Your goal
Copy the records below word for word, from the line with "the soldier's hand" through the end of the records, leaving out the pictures.

**** Extracted records ****

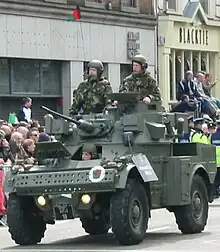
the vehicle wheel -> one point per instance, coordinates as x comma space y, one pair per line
129, 213
97, 226
26, 226
192, 218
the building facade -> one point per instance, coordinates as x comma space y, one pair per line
188, 39
44, 56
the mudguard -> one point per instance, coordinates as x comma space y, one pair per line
143, 167
210, 175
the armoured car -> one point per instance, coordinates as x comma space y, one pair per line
111, 170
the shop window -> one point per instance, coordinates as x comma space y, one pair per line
51, 77
178, 69
195, 65
172, 4
203, 65
171, 79
85, 67
129, 3
125, 70
25, 76
4, 76
205, 5
186, 65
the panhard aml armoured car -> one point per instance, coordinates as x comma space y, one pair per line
136, 165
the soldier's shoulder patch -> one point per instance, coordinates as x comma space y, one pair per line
105, 82
129, 77
83, 84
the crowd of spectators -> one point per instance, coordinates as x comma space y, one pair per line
195, 91
17, 143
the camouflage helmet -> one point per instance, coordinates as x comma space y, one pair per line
91, 148
140, 59
97, 64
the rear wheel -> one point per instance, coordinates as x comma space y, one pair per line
25, 223
130, 213
192, 218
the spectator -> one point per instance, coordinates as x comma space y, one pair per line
34, 134
25, 113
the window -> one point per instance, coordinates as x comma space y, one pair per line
129, 3
25, 76
30, 77
132, 6
105, 73
95, 1
51, 77
125, 70
172, 4
205, 5
4, 76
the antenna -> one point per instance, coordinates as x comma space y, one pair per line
165, 5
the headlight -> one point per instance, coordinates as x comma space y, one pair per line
97, 174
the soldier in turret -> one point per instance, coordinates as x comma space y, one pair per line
141, 81
91, 94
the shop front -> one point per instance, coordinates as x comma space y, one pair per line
44, 56
188, 42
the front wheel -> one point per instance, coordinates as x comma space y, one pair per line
25, 223
97, 226
192, 218
129, 212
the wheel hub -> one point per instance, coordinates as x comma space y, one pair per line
197, 205
135, 213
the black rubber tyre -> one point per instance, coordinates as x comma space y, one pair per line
25, 224
97, 227
192, 218
129, 213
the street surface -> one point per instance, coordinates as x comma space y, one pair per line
162, 235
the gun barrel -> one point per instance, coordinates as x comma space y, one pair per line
180, 123
83, 125
61, 116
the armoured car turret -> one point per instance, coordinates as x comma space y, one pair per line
135, 164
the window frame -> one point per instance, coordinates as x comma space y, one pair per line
11, 93
131, 9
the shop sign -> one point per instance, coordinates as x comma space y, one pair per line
193, 36
132, 44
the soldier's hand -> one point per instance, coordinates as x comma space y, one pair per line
115, 103
5, 143
147, 100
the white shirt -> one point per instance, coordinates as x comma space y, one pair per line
27, 113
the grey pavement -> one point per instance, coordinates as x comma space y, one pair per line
162, 235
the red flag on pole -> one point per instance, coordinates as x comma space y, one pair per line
76, 13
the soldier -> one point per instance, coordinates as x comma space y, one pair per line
187, 136
141, 81
199, 136
89, 152
91, 94
215, 140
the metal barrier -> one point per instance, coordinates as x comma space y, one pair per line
3, 218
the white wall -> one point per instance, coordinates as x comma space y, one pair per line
30, 37
214, 6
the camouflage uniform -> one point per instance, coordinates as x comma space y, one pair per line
91, 94
141, 82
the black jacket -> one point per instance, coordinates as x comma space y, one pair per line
183, 89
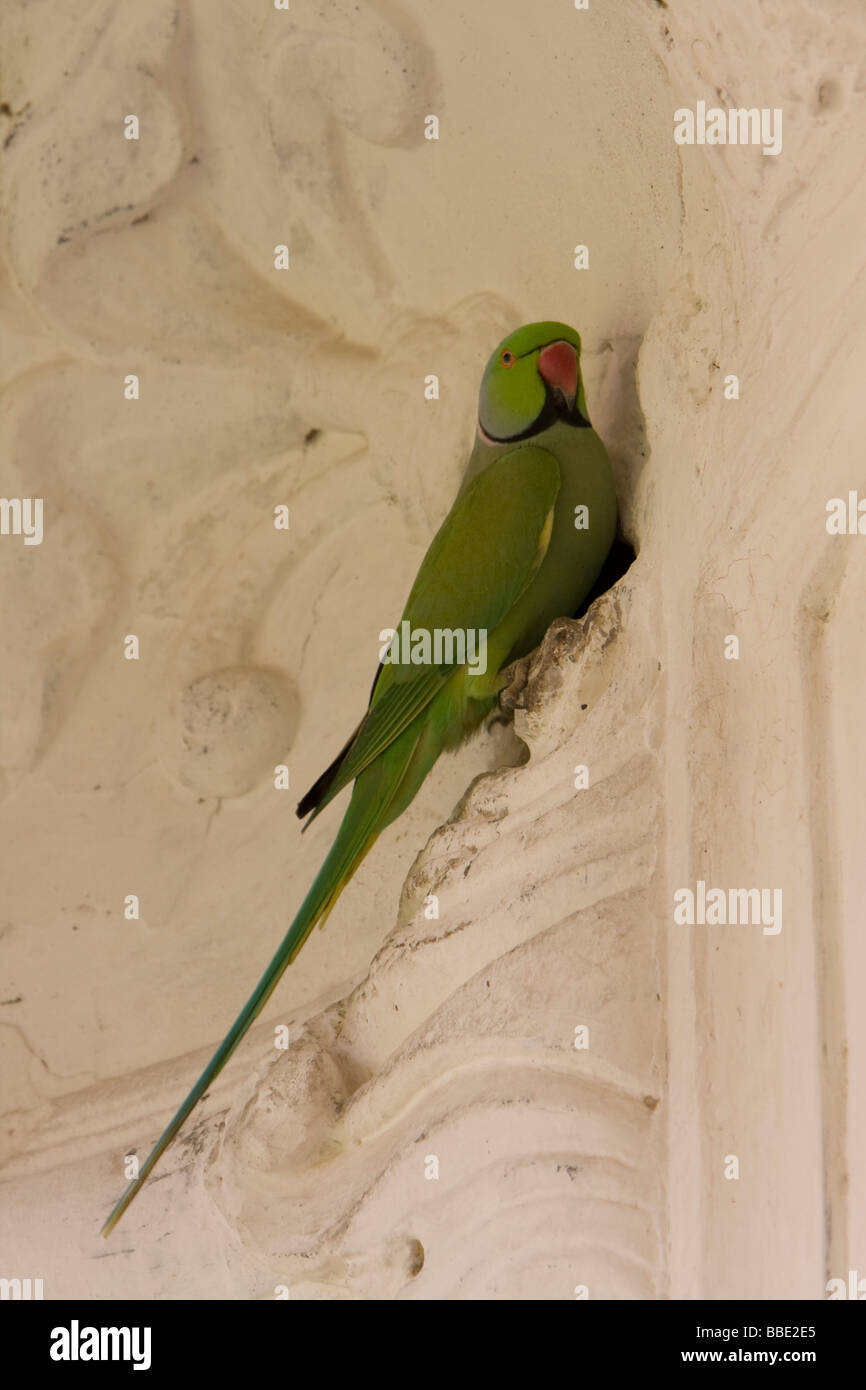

****

Written solution
the soldier's hand -> one point per instance, coordinates as x comma space y, one pair per line
115, 103
5, 143
147, 100
the white shirt -> one point per instance, coordinates as x comma space y, one pair per line
27, 113
the grey pavement -> one point per instance, coordinates as x comma space y, one pair per line
162, 235
the red flag on pole -> one point per instance, coordinates as x comma space y, one pair per line
76, 13
the soldier -> one point per instance, coordinates as x comma space y, one pair per line
187, 136
141, 81
199, 136
89, 152
91, 94
215, 140
the metal barrier -> one point per instance, coordinates as x comma space y, one pair per line
3, 218
the white wall -> one point per instance, coordinates as x comma space y, one pair per line
30, 37
214, 6
the camouflage uniform -> one point per instance, coordinates as x comma space y, one pair per line
91, 94
141, 82
the black jacket -> one point per instance, coordinates as x comma space y, one pair per line
183, 89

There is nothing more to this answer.